Can you give all of the material again, swapping "keypoint" for "marker" wherever it appears, changing nothing else and leaving out the pictures?

• Source records:

## begin

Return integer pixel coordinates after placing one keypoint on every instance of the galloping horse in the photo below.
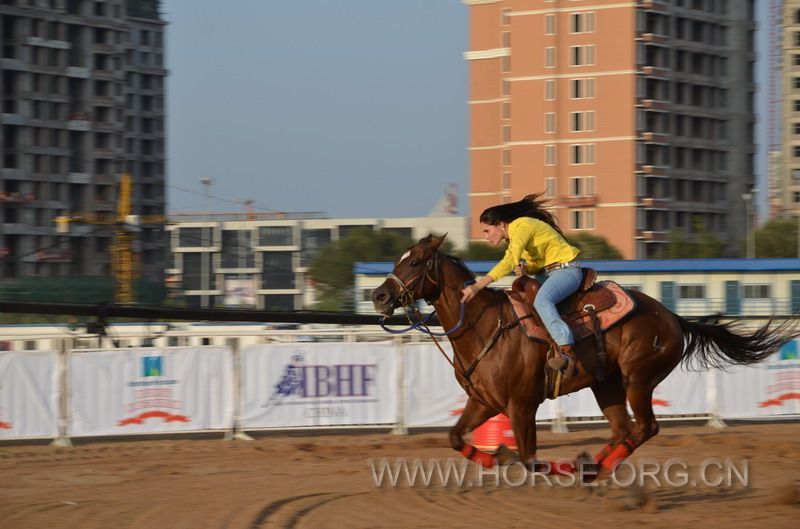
(641, 351)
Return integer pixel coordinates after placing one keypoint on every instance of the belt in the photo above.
(557, 266)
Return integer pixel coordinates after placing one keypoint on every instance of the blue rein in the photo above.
(422, 325)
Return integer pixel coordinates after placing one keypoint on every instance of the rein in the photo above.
(407, 299)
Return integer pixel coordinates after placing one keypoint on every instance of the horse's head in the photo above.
(414, 277)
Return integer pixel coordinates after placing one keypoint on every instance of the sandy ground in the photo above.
(316, 481)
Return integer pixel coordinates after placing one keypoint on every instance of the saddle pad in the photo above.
(611, 303)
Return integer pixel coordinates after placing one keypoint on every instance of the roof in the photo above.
(633, 266)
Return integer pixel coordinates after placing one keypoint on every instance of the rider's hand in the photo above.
(468, 292)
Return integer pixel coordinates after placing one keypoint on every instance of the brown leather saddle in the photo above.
(604, 302)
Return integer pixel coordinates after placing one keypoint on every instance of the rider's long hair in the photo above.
(529, 206)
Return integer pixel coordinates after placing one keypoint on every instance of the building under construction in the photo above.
(634, 118)
(83, 102)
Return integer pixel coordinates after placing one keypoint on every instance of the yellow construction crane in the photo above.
(124, 268)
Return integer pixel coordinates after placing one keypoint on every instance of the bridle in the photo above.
(408, 289)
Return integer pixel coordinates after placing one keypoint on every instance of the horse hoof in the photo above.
(506, 456)
(557, 363)
(587, 469)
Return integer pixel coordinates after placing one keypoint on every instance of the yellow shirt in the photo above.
(536, 242)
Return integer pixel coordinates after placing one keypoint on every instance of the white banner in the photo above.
(319, 384)
(149, 390)
(29, 394)
(768, 389)
(434, 396)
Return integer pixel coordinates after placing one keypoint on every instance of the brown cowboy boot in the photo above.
(564, 359)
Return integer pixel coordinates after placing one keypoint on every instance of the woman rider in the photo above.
(533, 235)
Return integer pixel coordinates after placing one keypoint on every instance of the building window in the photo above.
(581, 121)
(549, 154)
(582, 153)
(580, 186)
(277, 272)
(279, 303)
(582, 219)
(505, 19)
(581, 88)
(194, 237)
(582, 55)
(757, 292)
(236, 249)
(549, 24)
(550, 122)
(549, 187)
(692, 291)
(581, 23)
(549, 89)
(549, 57)
(275, 236)
(312, 243)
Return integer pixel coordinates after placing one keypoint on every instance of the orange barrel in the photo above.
(493, 433)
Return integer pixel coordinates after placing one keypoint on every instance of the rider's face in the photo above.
(494, 234)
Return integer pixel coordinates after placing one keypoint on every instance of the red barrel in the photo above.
(493, 433)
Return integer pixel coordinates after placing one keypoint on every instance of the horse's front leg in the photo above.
(523, 422)
(474, 415)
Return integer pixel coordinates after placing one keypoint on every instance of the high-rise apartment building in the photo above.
(632, 117)
(788, 185)
(82, 102)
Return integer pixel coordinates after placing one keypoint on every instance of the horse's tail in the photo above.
(717, 345)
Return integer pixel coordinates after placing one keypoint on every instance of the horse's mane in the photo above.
(459, 263)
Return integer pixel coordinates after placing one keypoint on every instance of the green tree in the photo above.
(777, 238)
(594, 246)
(332, 269)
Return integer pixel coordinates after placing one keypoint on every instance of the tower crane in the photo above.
(124, 266)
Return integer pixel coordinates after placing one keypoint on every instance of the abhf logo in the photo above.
(152, 366)
(336, 380)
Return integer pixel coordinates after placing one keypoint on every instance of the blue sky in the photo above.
(352, 107)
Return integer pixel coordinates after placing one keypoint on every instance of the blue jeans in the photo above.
(556, 287)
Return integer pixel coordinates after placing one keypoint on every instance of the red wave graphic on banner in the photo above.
(139, 419)
(778, 401)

## end

• Task output:
Return integer pixel coordinates after placing one marker on every instance of the galloping horse in the photo below.
(641, 351)
Return integer pixel coordinates after placing one marker on every instance of the belt in the photo above.
(557, 266)
Return integer pixel coordinates after placing one marker on every instance of the blue rein in the photo above.
(422, 325)
Return integer pixel coordinates after placing one marker on every instance of the rein in the photo above.
(407, 299)
Return integer pixel coordinates after placing one marker on every instance of the horse's head in the photo above.
(414, 277)
Return integer pixel coordinates after placing one marker on every instance of the sandy ground in the photo above.
(316, 481)
Return integer pixel coordinates after placing one marker on every instance of the saddle pad in the photo above.
(611, 303)
Return integer pixel coordinates after placing one marker on every instance of the roof in the photo above.
(633, 266)
Return integer pixel coordinates after placing one marker on every instance of the rider's hand in the photo above.
(468, 292)
Return integer pixel coordinates after placing one marker on every instance of the brown leather saddle in the photo above.
(604, 302)
Return integer pixel coordinates after placing one marker on every instance of the rider's long hair in the photo above.
(529, 206)
Return integer pixel coordinates after placing one marker on every instance of the building under construction in the photo above.
(634, 118)
(83, 102)
Return integer pixel coordinates after placing one marker on every instance of the yellow construction crane in the photo above.
(124, 268)
Return integer pixel coordinates after placing one marker on every instance of the bridle in the photo above.
(408, 289)
Return integer pixel coordinates after placing one marker on every instance of the horse hoof in the photo above.
(506, 456)
(557, 363)
(587, 469)
Return integer pixel coordinates after placing one marker on every instance of the yellow shirt in the photo above.
(536, 242)
Return integer pixel coordinates after placing one marker on every instance of the white banner in the photo above.
(319, 384)
(149, 390)
(29, 394)
(768, 389)
(434, 396)
Return integer pixel coordinates after placing one marker on every instance of the brown cowboy boot in the photo above.
(564, 359)
Return integer pixel coordinates after placing one marker on every instance of the woman rider in the photo above.
(533, 235)
Return integer pixel coordinates after placing one marker on every instance of the building window in the photo above.
(581, 121)
(549, 154)
(582, 153)
(580, 186)
(277, 272)
(279, 303)
(582, 219)
(505, 19)
(581, 88)
(194, 237)
(582, 55)
(757, 292)
(236, 249)
(549, 24)
(550, 122)
(549, 187)
(692, 291)
(581, 23)
(549, 89)
(549, 57)
(275, 236)
(312, 243)
Return integer pixel coordinates after placing one marker on every instance of the orange barrel in the photo above.
(493, 433)
Return integer pixel coordinates after placing one marker on every instance of the rider's face in the photo above.
(494, 234)
Return integer pixel coordinates after placing one marker on every instance of the red barrel in the photo above.
(493, 433)
Return integer pixel coordinates after placing one marker on every instance of the horse's front leg in the photo above.
(523, 422)
(474, 415)
Return integer pixel coordinates after placing one marker on every instance of the high-rise apartment building in the photo above.
(632, 117)
(788, 185)
(82, 102)
Return integer pixel coordinates after placing one marker on every instance of the horse's tail in the photo above.
(717, 345)
Return integer pixel coordinates after placing one marker on every instance of the horse's mane in the photo above.
(459, 263)
Return integer pixel coordinates after placing one marker on every instance of the green tree in the photo above.
(777, 238)
(594, 246)
(332, 269)
Return integer pixel coordinates after placing one marker on every instance of the tower crane in the photo above.
(124, 266)
Return integer pixel coordinates after placing one marker on every instance of the abhf logo in the photo above.
(152, 366)
(336, 380)
Return integer pixel coordinates after placing one marker on every instance of the blue sky in the photo above.
(352, 107)
Return integer pixel coordinates after placing one marker on every instance of the blue jeans in the photo above.
(556, 287)
Return integer pixel coordinates after placing one marker on every instance of the red wave graphic on banner in the photo above.
(139, 419)
(778, 401)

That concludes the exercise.